§ Reading passage

As more consumers and retailers make sustainability a crucial factor in their purchasing and business decisions, it is becoming increasingly crucial for dairy processors to develop an eco-conscious mindset. Indeed, operators that leverage transport and logistics systems that are less harmful to the environment can better standout from competitors while reducing expenses.
Transportation companies, meanwhile, are making it easier to create an eco-friendly culture by providing vehicles and services that emphasize sustainability. “With global vehicle manufacturers setting wide-reaching goals toward zero-emissions and fleet leaders around the world following suit, it is increasingly clear that the petroleum-based transportation era has begun its descent, and there is no going back,” said Gladstein, Neandross & Associates, a Santa Monica, Calif.-based clean transportation and energy consulting firm, in its May State of Sustainable Fleets 2022 Market Brief.

§ Problem details
From the passage on sustainable dairy transport, write out word for word the stretch from "Transportation companies, meanwhile, are" through "2022 Market Brief.".

Extracted data entries
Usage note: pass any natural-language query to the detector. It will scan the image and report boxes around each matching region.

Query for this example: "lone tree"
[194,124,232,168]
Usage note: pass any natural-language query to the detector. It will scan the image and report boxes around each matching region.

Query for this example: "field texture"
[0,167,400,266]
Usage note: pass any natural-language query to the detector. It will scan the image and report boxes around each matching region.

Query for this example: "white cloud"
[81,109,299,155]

§ The reply
Transportation companies, meanwhile, are making it easier to create an eco-friendly culture by providing vehicles and services that emphasize sustainability. “With global vehicle manufacturers setting wide-reaching goals toward zero-emissions and fleet leaders around the world following suit, it is increasingly clear that the petroleum-based transportation era has begun its descent, and there is no going back,” said Gladstein, Neandross & Associates, a Santa Monica, Calif.-based clean transportation and energy consulting firm, in its May State of Sustainable Fleets 2022 Market Brief.